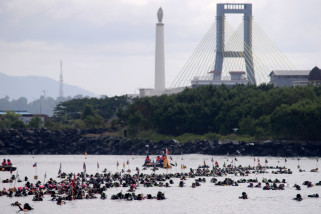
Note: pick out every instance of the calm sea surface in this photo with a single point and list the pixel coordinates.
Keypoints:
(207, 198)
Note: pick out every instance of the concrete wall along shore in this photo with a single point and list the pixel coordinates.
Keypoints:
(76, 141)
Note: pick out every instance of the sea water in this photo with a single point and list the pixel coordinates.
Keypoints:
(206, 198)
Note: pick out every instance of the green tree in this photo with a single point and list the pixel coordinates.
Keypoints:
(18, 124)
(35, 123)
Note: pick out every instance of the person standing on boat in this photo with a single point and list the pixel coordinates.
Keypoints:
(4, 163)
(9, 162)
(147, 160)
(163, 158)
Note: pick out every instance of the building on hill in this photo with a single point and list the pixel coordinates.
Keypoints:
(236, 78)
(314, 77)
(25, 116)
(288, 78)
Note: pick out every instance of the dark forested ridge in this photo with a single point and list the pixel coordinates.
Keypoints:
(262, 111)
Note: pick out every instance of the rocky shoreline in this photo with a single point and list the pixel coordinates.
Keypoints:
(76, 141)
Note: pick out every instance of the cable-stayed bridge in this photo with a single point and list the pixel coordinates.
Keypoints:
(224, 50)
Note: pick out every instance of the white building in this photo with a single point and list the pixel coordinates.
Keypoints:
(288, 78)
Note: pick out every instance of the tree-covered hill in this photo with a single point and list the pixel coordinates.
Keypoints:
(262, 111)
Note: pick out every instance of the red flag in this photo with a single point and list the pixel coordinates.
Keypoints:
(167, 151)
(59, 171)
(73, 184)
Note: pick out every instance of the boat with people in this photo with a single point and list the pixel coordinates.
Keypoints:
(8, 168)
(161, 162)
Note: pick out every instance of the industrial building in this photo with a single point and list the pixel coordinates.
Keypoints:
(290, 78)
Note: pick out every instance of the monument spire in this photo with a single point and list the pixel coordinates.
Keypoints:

--- Exercise description ---
Go through the material above, find each line with the string "boat", and copy it.

--- Exercise solution ---
Note: pick out every instance of the person standing on boat in this photo with a single point and list the pixel coordinates.
Note: pick out every instance of the boat with people in this photo with a single point and list the pixel coordinates.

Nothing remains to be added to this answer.